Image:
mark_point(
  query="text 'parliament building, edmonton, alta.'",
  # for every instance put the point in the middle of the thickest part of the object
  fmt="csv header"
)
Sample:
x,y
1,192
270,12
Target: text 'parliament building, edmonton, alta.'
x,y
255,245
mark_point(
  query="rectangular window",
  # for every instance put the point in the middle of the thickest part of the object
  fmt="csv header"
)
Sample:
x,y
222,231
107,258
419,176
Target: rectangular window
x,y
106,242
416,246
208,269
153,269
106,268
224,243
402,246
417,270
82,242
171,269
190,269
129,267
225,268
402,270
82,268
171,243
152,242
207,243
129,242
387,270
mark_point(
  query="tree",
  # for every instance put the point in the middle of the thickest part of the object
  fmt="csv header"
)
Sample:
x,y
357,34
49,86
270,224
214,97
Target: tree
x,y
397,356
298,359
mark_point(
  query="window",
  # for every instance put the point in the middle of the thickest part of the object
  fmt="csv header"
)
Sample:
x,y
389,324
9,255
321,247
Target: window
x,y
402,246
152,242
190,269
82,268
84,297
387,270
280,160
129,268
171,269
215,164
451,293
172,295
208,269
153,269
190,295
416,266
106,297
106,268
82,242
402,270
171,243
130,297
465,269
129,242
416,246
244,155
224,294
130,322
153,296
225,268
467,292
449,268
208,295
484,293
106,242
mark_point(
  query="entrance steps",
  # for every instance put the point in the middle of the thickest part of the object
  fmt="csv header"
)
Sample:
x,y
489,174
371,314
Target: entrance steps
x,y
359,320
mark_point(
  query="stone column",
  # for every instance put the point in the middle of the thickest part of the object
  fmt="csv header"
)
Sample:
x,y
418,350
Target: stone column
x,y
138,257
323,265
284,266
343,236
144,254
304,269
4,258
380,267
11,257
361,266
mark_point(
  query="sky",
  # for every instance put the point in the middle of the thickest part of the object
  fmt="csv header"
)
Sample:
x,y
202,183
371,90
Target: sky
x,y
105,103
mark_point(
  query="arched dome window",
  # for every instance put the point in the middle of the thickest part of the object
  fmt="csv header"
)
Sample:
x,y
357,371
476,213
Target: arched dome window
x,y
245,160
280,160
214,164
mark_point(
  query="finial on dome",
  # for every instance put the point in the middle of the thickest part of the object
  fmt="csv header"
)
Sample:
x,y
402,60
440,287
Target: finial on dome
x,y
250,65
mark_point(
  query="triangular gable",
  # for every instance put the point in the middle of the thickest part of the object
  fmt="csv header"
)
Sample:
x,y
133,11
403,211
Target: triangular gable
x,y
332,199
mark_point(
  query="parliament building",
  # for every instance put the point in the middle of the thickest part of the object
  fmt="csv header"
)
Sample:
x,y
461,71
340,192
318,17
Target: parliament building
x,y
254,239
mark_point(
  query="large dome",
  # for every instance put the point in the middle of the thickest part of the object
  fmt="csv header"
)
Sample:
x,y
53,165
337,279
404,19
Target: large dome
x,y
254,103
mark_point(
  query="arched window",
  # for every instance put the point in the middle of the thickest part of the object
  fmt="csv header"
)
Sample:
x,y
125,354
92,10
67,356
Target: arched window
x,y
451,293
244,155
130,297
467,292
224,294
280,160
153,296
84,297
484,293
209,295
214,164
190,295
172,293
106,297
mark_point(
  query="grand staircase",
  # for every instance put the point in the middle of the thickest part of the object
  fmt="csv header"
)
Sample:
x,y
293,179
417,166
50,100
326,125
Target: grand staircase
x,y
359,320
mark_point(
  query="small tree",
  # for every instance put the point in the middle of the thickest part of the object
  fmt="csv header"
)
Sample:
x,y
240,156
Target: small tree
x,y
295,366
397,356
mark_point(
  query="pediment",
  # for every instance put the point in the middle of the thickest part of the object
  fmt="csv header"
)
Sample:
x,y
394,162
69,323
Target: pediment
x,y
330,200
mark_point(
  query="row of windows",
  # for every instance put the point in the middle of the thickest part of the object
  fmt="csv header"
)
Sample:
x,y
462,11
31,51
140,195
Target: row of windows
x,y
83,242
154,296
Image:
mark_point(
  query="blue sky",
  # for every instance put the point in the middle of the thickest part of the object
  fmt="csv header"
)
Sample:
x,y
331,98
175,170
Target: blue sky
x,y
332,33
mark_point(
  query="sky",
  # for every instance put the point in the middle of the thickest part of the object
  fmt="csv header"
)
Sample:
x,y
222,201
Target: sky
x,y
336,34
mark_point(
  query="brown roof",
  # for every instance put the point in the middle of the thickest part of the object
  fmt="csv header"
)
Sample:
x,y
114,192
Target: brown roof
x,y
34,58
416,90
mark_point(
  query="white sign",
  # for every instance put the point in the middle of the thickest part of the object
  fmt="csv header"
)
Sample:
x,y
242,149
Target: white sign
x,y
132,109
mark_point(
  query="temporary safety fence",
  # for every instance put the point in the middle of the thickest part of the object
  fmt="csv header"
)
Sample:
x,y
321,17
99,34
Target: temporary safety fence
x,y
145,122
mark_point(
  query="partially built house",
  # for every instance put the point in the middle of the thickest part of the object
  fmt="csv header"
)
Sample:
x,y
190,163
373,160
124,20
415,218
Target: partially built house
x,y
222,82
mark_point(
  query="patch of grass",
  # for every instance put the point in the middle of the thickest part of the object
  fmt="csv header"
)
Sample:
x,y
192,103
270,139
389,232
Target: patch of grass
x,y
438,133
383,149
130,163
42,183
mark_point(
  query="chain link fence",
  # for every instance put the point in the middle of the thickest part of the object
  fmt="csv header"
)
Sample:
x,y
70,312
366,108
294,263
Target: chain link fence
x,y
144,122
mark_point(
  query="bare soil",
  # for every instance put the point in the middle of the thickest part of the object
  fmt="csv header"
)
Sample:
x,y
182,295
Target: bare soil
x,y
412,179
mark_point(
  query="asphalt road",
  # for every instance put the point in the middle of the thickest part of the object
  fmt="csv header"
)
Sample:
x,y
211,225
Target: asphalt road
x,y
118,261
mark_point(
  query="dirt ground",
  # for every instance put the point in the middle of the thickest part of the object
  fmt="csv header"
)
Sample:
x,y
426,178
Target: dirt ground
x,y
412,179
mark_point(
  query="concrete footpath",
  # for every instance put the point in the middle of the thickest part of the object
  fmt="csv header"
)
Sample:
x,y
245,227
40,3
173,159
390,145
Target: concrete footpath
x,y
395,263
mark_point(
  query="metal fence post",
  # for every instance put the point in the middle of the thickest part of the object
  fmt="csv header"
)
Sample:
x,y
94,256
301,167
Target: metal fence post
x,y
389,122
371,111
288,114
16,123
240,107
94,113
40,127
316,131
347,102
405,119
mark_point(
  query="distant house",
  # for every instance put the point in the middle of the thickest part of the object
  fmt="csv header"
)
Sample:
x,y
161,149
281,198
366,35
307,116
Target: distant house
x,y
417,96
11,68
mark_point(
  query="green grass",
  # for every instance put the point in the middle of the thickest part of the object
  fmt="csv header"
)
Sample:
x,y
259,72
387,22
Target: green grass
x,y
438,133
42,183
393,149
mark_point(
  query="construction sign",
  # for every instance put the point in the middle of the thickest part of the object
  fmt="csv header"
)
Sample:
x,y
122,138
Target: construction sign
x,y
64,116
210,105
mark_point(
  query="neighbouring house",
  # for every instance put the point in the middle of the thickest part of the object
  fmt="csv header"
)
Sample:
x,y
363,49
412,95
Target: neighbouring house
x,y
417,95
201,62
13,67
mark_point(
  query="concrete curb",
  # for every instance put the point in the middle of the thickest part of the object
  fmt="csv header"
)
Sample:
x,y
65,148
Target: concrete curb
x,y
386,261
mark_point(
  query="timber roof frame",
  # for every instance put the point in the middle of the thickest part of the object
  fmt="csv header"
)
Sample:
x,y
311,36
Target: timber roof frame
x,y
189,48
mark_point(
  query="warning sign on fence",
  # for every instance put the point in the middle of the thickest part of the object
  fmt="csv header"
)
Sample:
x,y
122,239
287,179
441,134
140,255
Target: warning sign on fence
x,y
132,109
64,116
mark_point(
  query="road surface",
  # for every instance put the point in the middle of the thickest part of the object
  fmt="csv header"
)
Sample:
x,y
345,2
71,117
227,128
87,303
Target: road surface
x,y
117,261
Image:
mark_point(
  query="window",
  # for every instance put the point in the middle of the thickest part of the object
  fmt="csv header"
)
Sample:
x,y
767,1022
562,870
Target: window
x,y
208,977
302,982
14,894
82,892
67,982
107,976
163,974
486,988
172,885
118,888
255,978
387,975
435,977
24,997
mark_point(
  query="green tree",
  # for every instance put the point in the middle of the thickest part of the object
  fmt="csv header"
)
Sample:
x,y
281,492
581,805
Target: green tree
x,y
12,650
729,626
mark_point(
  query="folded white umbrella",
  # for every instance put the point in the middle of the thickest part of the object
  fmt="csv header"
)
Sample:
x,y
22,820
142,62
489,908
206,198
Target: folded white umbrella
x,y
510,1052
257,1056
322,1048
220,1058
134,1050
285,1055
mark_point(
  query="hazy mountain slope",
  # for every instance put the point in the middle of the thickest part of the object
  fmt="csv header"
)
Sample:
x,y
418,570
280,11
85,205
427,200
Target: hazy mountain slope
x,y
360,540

* **Exercise directions**: Pick out each line in the rows above that contains the word "edmonton", and copy those lines. Case counts, so match capital and small letters exactly.

* **Completed task**:
  query="text 'parliament building, edmonton, alta.'",
Target: text 'parliament building, edmonton, alta.'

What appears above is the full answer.